Vers la fin de l’assimilation des fautes contractuelle et délictuelle (Cass. 3ème civ., 18 mai 2017, n°16-11.203)

Dans un arrêt « Myr’Ho » (ou « Bootshop ») du 6 octobre 2006 (Cass. Ass. Plen., 6 octobre 2006, n°05-13.255), l’assemblée plénière de la Cour de cassation avait considéré que « le tiers à un contrat peut invoquer, sur le fondement de la responsabilité délictuelle, un manquement contractuel dès lors que ce manquement lui a causé un dommage ».

Ainsi, il a été permis à un tiers au contrat de se prévaloir d’une inexécution contractuelle pour démontrer l’existence d’une faute au sens de l’article 1382 devenu 1240 du Code civil.

Cette position a été vivement critiquée par une partie de la doctrine, et ce pour deux raisons :

  • cela méconnait le principe de l’effet relatif des contrats ;
  • cela place le tiers dans une position plus favorable que le cocontractant, puisqu’il peut invoquer le contrat sans se le voir opposer.

Le principe a donc été nuancé à plusieurs reprises depuis 2006, mais souvent par des arrêts d’espèce, non publiés.

L’arrêt cité du 18 mai 2017, dans cette lignée mais largement diffusé, limite les possibilités qu’a le tiers victime pour invoquer une faute contractuelle au soutien de son action de nature délictuelle puisque la Cour de cassation cassant la décision de la Cour d’appel, considère qu’ « en statuant ainsi, par des motifs qui, tirés du seul manquement à une obligation contractuelle de résultat de livrer un ouvrage conforme et exempt de vices, sont impropres à caractériser une faute délictuelle, la cour d’appel a violé le texte susvisé ; »

Dans chaque cas, il convient donc de distinguer la faute purement contractuelle, comme en l’espèce, de celle qui constitue également une faute délictuelle (généralement la violation d’une obligation générale).

Des éclaircissements sont donc nécessaires quant aux critères permettant d’assimiler, ou non, une faute contractuelle à une faute délictuelle.
# # # # #
▶ **Tâches**
(A) Reproduisez à l'identique le passage de l'article sur les fautes contractuelle et délictuelle, depuis « L’arrêt cité du » jusqu'à « une faute délictuelle. » inclus.
(B) Repérez toutes les lignes des enregistrements qui contiennent la chaîne « forest » et recopiez-les, en tenant compte de la casse.

Entrées répertoriées dans un jeu de données:
# # # # #
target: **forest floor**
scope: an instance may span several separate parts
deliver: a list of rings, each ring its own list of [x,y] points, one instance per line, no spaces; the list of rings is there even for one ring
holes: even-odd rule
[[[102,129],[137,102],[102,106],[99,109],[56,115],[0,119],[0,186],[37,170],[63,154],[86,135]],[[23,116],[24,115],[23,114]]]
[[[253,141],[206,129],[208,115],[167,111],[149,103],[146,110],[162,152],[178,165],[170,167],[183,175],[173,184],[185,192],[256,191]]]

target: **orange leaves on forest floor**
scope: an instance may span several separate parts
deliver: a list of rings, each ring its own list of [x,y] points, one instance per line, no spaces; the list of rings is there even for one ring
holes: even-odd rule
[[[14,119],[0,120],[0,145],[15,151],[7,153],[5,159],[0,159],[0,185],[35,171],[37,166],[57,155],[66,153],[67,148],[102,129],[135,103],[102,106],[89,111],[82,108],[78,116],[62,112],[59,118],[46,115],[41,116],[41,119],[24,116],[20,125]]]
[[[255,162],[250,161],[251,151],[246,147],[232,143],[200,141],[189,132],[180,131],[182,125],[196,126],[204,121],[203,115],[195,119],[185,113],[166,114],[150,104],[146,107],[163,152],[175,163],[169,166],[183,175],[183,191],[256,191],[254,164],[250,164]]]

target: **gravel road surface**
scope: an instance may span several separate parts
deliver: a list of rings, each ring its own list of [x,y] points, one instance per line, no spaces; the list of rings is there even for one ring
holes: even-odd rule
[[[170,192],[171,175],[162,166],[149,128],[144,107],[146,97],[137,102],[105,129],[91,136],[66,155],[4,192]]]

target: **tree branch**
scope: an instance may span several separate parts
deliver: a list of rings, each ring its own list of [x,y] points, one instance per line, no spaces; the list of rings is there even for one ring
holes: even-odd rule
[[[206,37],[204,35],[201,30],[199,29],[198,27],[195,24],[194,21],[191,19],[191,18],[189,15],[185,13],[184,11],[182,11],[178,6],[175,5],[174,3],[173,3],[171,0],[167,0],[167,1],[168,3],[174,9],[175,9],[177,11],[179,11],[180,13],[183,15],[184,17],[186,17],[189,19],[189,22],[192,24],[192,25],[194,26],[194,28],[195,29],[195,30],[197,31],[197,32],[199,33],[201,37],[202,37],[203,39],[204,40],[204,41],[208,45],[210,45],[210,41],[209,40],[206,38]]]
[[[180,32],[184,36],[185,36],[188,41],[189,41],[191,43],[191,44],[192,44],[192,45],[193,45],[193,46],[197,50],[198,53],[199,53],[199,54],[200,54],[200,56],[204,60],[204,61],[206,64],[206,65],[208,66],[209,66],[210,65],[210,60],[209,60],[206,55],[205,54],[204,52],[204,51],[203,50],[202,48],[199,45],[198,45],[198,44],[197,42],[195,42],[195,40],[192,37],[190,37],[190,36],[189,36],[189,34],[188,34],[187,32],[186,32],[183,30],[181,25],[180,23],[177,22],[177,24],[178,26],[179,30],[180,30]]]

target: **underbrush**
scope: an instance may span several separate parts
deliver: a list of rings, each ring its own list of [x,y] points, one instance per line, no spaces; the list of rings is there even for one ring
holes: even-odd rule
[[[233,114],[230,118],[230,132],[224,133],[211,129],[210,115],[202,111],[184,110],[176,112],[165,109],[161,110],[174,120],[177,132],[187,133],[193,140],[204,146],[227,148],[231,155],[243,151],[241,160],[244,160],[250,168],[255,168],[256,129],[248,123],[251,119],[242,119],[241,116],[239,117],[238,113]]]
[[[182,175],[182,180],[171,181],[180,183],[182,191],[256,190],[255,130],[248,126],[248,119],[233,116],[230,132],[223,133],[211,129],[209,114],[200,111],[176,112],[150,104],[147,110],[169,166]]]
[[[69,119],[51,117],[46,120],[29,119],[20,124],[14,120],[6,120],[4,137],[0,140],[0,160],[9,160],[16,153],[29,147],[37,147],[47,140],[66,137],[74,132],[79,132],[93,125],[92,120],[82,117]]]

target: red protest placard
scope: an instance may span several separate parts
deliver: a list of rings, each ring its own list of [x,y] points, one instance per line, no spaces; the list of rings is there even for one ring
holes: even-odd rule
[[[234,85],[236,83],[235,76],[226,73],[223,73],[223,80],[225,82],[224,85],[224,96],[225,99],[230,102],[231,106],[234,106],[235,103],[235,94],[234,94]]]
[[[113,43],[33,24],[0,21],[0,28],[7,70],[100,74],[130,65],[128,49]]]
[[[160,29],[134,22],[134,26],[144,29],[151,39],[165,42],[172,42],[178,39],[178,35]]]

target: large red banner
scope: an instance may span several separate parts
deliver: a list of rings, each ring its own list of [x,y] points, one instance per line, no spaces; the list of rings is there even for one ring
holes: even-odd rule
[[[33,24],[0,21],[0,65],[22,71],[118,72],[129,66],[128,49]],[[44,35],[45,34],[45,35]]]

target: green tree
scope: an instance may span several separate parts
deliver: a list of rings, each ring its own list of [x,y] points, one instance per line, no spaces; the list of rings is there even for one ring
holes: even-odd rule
# # # # #
▶ **Réponses dans l'ordre**
(A)
L’arrêt cité du 18 mai 2017, dans cette lignée mais largement diffusé, limite les possibilités qu’a le tiers victime pour invoquer une faute contractuelle au soutien de son action de nature délictuelle puisque la Cour de cassation cassant la décision de la Cour d’appel, considère qu’ « en statuant ainsi, par des motifs qui, tirés du seul manquement à une obligation contractuelle de résultat de livrer un ouvrage conforme et exempt de vices, sont impropres à caractériser une faute délictuelle, la cour d’appel a violé le texte susvisé ; »

Dans chaque cas, il convient donc de distinguer la faute purement contractuelle, comme en l’espèce, de celle qui constitue également une faute délictuelle (généralement la violation d’une obligation générale).

Des éclaircissements sont donc nécessaires quant aux critères permettant d’assimiler, ou non, une faute contractuelle à une faute délictuelle.

(B)
target: **forest floor**
target: **orange leaves on forest floor**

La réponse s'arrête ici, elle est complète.